EXERCISE BRIEF: Count the lines in the listing below that contain the string "lattice", with case counting, and give only that number.

----

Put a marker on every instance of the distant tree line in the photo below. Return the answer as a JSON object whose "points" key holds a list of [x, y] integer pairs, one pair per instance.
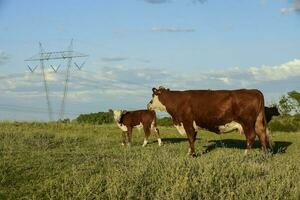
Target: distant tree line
{"points": [[288, 105], [95, 118]]}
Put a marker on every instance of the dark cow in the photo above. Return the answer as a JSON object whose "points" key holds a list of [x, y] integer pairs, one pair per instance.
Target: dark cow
{"points": [[212, 110], [270, 112], [127, 120]]}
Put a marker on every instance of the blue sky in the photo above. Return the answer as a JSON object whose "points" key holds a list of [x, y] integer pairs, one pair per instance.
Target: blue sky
{"points": [[137, 44]]}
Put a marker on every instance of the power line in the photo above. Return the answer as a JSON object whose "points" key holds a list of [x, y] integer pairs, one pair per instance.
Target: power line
{"points": [[56, 55]]}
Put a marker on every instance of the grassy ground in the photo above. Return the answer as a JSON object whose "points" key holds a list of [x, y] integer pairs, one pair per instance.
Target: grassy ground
{"points": [[69, 161]]}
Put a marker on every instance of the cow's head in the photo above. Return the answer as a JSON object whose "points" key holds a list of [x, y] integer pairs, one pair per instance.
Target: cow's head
{"points": [[117, 114], [156, 101]]}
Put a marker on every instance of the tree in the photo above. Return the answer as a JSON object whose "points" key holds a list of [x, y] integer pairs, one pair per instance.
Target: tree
{"points": [[285, 105], [295, 98]]}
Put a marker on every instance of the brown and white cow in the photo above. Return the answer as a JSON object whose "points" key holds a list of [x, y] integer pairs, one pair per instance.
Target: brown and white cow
{"points": [[127, 120], [213, 109]]}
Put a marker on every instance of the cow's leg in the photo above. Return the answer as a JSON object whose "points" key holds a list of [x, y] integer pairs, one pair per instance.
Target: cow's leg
{"points": [[156, 131], [261, 131], [191, 134], [250, 137], [124, 138], [147, 134], [129, 136]]}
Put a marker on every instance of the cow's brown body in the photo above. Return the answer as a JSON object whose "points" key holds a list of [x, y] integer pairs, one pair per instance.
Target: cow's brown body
{"points": [[212, 109], [127, 120]]}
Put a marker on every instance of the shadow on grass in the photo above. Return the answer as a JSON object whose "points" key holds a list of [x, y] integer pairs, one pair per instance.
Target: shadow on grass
{"points": [[279, 146], [174, 140]]}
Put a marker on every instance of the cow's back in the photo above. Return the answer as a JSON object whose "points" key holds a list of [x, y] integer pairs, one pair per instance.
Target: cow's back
{"points": [[136, 117], [210, 108]]}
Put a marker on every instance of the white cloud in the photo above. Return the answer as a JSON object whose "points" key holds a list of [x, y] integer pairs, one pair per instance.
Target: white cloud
{"points": [[295, 7], [4, 57], [132, 86], [172, 29]]}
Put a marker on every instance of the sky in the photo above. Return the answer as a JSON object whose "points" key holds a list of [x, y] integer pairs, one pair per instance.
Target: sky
{"points": [[134, 45]]}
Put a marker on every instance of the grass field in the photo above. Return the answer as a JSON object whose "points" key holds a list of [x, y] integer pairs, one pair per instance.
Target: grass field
{"points": [[71, 161]]}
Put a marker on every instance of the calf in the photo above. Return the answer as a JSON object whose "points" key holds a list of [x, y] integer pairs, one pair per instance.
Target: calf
{"points": [[127, 120]]}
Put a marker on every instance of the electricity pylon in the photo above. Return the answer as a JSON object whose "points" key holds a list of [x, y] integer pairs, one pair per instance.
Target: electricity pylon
{"points": [[42, 57]]}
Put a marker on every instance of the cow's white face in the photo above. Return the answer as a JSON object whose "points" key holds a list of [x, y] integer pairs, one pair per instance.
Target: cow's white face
{"points": [[117, 115], [155, 104]]}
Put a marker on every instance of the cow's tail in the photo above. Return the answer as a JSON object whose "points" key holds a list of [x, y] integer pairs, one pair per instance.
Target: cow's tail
{"points": [[269, 139], [263, 121], [154, 122]]}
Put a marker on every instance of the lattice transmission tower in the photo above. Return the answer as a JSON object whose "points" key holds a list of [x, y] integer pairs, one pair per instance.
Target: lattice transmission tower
{"points": [[42, 57]]}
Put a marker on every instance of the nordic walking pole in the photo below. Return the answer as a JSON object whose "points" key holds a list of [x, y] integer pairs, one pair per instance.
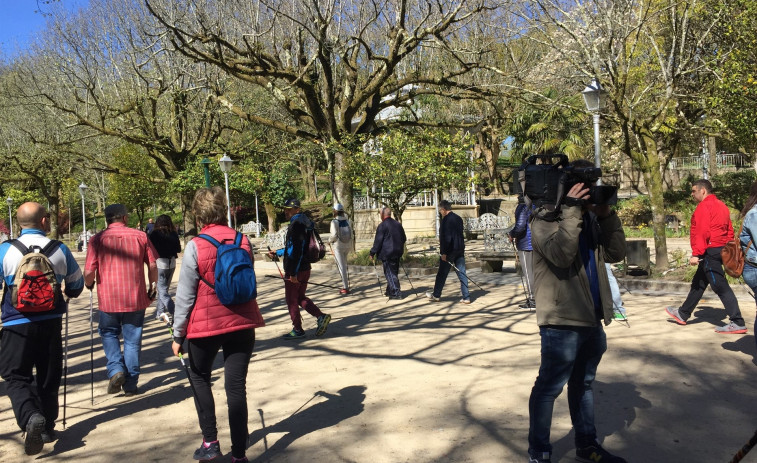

----

FINISHED ANSWER: 2